- Aim of the exercise
Type every record exactly as it appears.

- Records for the task
******************************

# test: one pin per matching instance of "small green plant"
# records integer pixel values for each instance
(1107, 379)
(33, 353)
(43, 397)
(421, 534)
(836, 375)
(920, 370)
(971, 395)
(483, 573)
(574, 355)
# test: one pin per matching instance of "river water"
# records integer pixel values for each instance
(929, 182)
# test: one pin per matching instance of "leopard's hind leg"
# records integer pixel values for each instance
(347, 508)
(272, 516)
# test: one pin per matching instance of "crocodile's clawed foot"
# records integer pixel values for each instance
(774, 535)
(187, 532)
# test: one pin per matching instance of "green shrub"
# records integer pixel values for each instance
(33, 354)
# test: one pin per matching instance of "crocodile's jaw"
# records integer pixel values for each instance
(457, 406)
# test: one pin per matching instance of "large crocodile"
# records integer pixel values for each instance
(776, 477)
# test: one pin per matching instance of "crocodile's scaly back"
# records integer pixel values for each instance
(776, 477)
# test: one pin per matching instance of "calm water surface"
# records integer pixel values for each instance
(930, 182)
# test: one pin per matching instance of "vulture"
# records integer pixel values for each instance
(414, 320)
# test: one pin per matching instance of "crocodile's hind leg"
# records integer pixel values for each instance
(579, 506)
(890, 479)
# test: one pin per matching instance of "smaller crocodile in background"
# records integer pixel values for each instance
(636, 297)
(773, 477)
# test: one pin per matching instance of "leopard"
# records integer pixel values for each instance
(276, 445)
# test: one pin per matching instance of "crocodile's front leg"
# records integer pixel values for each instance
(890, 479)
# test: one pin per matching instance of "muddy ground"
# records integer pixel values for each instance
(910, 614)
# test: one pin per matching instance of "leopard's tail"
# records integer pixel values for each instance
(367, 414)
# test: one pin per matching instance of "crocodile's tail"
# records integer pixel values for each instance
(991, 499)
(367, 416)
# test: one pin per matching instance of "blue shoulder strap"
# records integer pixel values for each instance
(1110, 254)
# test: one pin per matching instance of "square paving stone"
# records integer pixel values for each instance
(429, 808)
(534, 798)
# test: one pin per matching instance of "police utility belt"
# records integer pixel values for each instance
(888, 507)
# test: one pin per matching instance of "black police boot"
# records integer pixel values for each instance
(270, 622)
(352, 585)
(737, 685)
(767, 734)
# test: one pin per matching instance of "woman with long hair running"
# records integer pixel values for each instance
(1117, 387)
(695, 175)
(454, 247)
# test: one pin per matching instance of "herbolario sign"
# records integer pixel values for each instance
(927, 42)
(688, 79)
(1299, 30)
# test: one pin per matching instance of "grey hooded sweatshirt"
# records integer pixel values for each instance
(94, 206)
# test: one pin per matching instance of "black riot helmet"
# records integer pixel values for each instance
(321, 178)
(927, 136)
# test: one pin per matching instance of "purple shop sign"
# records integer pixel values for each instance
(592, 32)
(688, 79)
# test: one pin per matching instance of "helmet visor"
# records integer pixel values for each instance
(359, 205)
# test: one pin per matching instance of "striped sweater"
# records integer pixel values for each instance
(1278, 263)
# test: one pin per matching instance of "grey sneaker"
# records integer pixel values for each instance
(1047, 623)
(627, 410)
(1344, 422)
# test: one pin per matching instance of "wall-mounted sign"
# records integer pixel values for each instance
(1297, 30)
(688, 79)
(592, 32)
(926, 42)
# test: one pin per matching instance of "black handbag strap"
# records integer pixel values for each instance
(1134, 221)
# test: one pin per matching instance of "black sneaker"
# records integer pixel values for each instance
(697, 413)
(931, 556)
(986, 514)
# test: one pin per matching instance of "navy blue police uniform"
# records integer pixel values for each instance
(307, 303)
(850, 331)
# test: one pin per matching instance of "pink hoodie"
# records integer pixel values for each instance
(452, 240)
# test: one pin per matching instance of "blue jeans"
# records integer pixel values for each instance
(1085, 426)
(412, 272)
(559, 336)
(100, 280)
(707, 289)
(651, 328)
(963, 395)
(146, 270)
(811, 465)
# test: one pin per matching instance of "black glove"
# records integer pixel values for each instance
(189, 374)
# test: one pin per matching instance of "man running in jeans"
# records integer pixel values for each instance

******************************

- The response
# test: one pin per matching instance of "small green plant"
# records integer pixel values for each instance
(1107, 379)
(33, 353)
(43, 397)
(421, 534)
(836, 375)
(920, 370)
(971, 395)
(483, 573)
(574, 355)
# test: one pin per matching instance of "river water"
# records integer pixel values for each instance
(929, 182)
# test: one pin per matching instance of "leopard's hind leg"
# records integer pixel values for each instance
(347, 508)
(272, 516)
# test: one pin per matching instance of "crocodile's clawed foot"
# records integer pixel values for each instance
(774, 535)
(187, 532)
# test: one pin per matching instance of "green shrub"
# records integer pixel values for each instance
(33, 354)
# test: one pin per matching instance of "crocodile's jaw"
# records integer pixel values for each instance
(457, 406)
# test: one pin per matching instance of "large crocodile"
# records integer pixel values for each instance
(776, 477)
# test: one pin per matching instance of "crocodile's scaly back"
# records integer pixel values for each instance
(776, 477)
# test: one pin per matching instance of "calm water surface"
# records integer pixel values for each instance
(930, 182)
# test: one pin per matching instance of "vulture"
# records integer pixel values for each instance
(414, 320)
# test: one pin per matching instance of "crocodile's hind leg"
# records integer pixel values for each instance
(579, 506)
(890, 479)
# test: one pin per matching instance of "smaller crocodile in background"
# records integer pixel values for each instance
(636, 297)
(773, 477)
# test: one pin per matching instance of "leopard"
# records integer pixel values for each instance
(276, 445)
# test: one pin per matching instance of "crocodile's front leg"
# records integer pixel values for each instance
(890, 479)
# test: one pin per matching instance of "muddy ground"
# records integer pixel values for each instance
(910, 614)
# test: one pin per matching instance of "leopard's tail"
# records integer pixel values for each instance
(367, 414)
# test: one pin per matching instance of "crocodile's tail"
# records integer pixel values for each instance
(991, 499)
(367, 416)
# test: one pin per matching instance of "blue shoulder strap"
# records integer pixel values for each instance
(1110, 254)
# test: one pin per matching instance of "square paving stone"
# records integer pixel values for each instance
(429, 808)
(534, 798)
# test: one pin per matching instance of "police utility belt"
# records integer pixel values for each instance
(888, 507)
# test: one pin per matching instance of "black police boot"
# records integer pixel values for each instance
(270, 622)
(352, 585)
(737, 685)
(767, 734)
# test: one pin per matching instance of "woman with long hair running"
# records integer pixel values for each instance
(1117, 387)
(695, 175)
(454, 247)
# test: one pin per matching instance of "herbolario sign"
# records integer pixel values for each instance
(927, 42)
(688, 79)
(1299, 30)
# test: one pin per matching instance of "grey hooded sweatshirt"
# records integer pixel values for each instance
(94, 206)
# test: one pin per matching instance of "black riot helmet"
# records integer pixel values for each instance
(321, 178)
(927, 136)
# test: one pin per matching instance of "purple shop sign"
# records integer pixel values for each instance
(592, 32)
(688, 79)
# test: one pin per matching instance of "helmet visor"
# records integer pixel values for each instance
(359, 205)
# test: one pin per matching instance of "striped sweater"
# records integer pixel values for each instance
(1278, 263)
# test: one pin per matching instance of "grey sneaker"
# records integer pixel values for each instance
(1047, 623)
(627, 410)
(1344, 422)
# test: one pin per matching instance of "wall-mounted sign"
# records integer pixel values for each instance
(1297, 30)
(688, 79)
(592, 32)
(926, 42)
# test: one pin per matching instance of "black handbag strap"
# records integer pixel values for each instance
(1134, 221)
# test: one pin per matching instance of "black sneaker"
# records integer pixel values for each instance
(697, 413)
(931, 556)
(986, 514)
# test: one pin per matching instance of "navy blue police uniform"
# records integer pixel values for each instance
(307, 303)
(850, 331)
# test: one pin per matching instance of "pink hoodie"
# records integer pixel values for each instance
(452, 240)
# test: one pin per matching instance of "blue jeans"
# records integer pixel values for each instance
(1085, 426)
(412, 272)
(559, 336)
(100, 280)
(707, 289)
(651, 328)
(963, 395)
(146, 270)
(811, 465)
# test: one pin per matching instance of "black glove"
# records integer pixel values for each instance
(189, 374)
# test: one pin per matching instance of "man running in jeans"
# records integer pixel values for each instance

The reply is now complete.